*** Opening Provided passage ***

Al Annexstad is Chairman Emeritus of Owatonna, Minnesota-based Federated Insurance Companies, one of our nation’s largest mutual multi-line insurers. However, an inspiring story of grit and graciousness precedes Al’s extraordinary business career.
Al was born the youngest of four children on a small dairy farm in the early 1940s near St. Peter, Minnesota, a small town nestled in the picturesque Minnesota River Valley. The farm had no plumbing or electricity, and the Annexstads worked tirelessly to complete their chores without the help of modern conveniences. “My father was very hard working,” Al notes. “He had to milk 40 cows twice a day by hand. He awoke early and went to bed late, which meant he had little time to spend with his family. He was, however, well respected in the community for operating a fine farm.”
Unfortunately, when Al was only five, his father Sanford suffered a fatal heart attack. His mother Alice tried to keep the dairy operation going, but after a year she and her children were exhausted and overwhelmed. She sold the farm, paid down her debts, and moved her children into a tiny house in St. Peter.

*** Closing Provided passage ***
*** Opening Supplied records ***

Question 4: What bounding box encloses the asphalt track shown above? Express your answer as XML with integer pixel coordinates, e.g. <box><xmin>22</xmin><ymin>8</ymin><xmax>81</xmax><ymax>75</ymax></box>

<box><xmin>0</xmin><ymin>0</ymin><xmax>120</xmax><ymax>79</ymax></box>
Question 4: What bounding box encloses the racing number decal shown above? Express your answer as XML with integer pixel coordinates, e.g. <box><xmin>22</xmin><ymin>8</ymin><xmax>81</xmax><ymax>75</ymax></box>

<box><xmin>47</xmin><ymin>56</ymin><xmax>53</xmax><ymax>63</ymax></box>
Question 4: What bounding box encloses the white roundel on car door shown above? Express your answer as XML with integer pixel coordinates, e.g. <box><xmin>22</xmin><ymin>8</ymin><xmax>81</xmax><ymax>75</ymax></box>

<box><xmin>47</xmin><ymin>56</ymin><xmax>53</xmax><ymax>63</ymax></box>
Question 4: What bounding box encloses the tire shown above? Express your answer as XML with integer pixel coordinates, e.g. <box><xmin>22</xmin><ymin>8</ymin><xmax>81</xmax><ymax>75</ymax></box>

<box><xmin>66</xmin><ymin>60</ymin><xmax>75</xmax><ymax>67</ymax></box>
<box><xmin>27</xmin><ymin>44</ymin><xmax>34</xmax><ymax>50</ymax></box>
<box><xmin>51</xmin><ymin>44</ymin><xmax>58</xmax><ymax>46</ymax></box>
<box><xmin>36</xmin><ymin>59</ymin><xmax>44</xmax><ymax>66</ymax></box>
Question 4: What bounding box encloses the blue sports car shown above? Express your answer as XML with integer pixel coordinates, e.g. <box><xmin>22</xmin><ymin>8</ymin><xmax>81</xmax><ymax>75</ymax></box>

*** Closing Supplied records ***

- To do
1. Transcribe the part of the Al Annexstad profile between "Al was born" and "in St. Peter.", inclusive.
2. Answer these questions using the Al Annexstad profile:
(a) In which city is Federated Insurance Companies based?
(b) How many cows did Al's father have to milk by hand twice a day?
(c) How old was Al when his father suffered a fatal heart attack?
Rely solely on the Al Annexstad profile, not the rows, in responding.

- Outputs by task
1.
Al was born the youngest of four children on a small dairy farm in the early 1940s near St. Peter, Minnesota, a small town nestled in the picturesque Minnesota River Valley. The farm had no plumbing or electricity, and the Annexstads worked tirelessly to complete their chores without the help of modern conveniences. “My father was very hard working,” Al notes. “He had to milk 40 cows twice a day by hand. He awoke early and went to bed late, which meant he had little time to spend with his family. He was, however, well respected in the community for operating a fine farm.”
Unfortunately, when Al was only five, his father Sanford suffered a fatal heart attack. His mother Alice tried to keep the dairy operation going, but after a year she and her children were exhausted and overwhelmed. She sold the farm, paid down her debts, and moved her children into a tiny house in St. Peter.

2.
(a) Owatonna, Minnesota
(b) 40
(c) Five